-- Start of SOURCE EXTRACT --

When Apache starts, it binds to the available IP addresses. It doesn’t know about any addresses we add afterwards, so not only do they need to run on the same node, but we need to make sure ClusterIP is already active before we start WebSite. We do this by adding an ordering constraint. We need to give it a name (choose something descriptive like apache-after-ip), indicate that its mandatory (so that any recovery for ClusterIP will also trigger recovery of WebSite) and list the two resources in the order we need them to start:

[root@node1 ~]# crm configure order apache-after-ip mandatory: ClusterIP WebSite
[root@node1 ~]# crm configure show

We can also specify a preferred location – node – on which the Apache server should run (if it’s a better hardware for example):

[root@node1 ~]# crm configure location prefer-node1 WebSite 50: node1
[root@node1 ~]# crm configure show

To manually move a resource from one node to the other we need to run:

[root@node1 ~]# crm resource move WebSite node1
[root@node1 ~]# crm_mon

And to move it back:

[root@node1 ~]# crm resource unmove WebSite

Configuring DRBD as a cluster resource.

-- End of SOURCE EXTRACT --
-- Start of PROVIDED DATA --

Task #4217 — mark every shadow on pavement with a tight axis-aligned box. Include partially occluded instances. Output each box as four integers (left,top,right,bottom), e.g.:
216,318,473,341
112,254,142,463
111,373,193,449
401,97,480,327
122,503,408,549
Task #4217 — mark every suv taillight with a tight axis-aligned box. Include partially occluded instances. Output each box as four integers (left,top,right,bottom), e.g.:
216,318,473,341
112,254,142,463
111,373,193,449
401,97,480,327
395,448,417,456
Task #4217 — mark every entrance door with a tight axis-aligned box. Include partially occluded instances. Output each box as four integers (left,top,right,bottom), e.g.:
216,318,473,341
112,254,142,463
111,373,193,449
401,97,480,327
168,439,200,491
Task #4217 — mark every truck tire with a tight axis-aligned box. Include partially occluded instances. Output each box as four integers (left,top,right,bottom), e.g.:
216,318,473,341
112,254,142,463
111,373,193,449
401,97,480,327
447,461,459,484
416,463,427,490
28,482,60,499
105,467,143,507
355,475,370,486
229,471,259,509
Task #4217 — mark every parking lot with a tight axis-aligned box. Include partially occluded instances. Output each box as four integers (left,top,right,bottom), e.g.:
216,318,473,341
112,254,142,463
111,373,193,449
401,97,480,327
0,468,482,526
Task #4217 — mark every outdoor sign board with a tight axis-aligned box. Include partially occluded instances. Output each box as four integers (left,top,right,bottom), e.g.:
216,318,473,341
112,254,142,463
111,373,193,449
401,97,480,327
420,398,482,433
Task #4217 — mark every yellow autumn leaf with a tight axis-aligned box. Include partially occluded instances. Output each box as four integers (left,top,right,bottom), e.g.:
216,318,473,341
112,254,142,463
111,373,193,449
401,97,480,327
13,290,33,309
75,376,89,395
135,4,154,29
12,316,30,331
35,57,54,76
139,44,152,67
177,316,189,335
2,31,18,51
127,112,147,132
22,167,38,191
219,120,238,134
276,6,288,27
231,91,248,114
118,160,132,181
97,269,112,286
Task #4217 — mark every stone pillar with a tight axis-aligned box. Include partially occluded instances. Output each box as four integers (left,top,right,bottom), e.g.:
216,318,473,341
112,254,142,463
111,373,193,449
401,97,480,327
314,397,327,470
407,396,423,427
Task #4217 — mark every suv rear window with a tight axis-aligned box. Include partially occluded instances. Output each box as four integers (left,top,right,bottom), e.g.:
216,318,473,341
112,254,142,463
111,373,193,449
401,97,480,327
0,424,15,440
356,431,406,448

-- End of PROVIDED DATA --

_PROBLEM DETAILS:_ Reproduce the passage of the Apache cluster text starting with "To manually move" and going on through "a cluster resource.".

_THE COMPLETED TASK:_
To manually move a resource from one node to the other we need to run:

[root@node1 ~]# crm resource move WebSite node1
[root@node1 ~]# crm_mon

And to move it back:

[root@node1 ~]# crm resource unmove WebSite

Configuring DRBD as a cluster resource.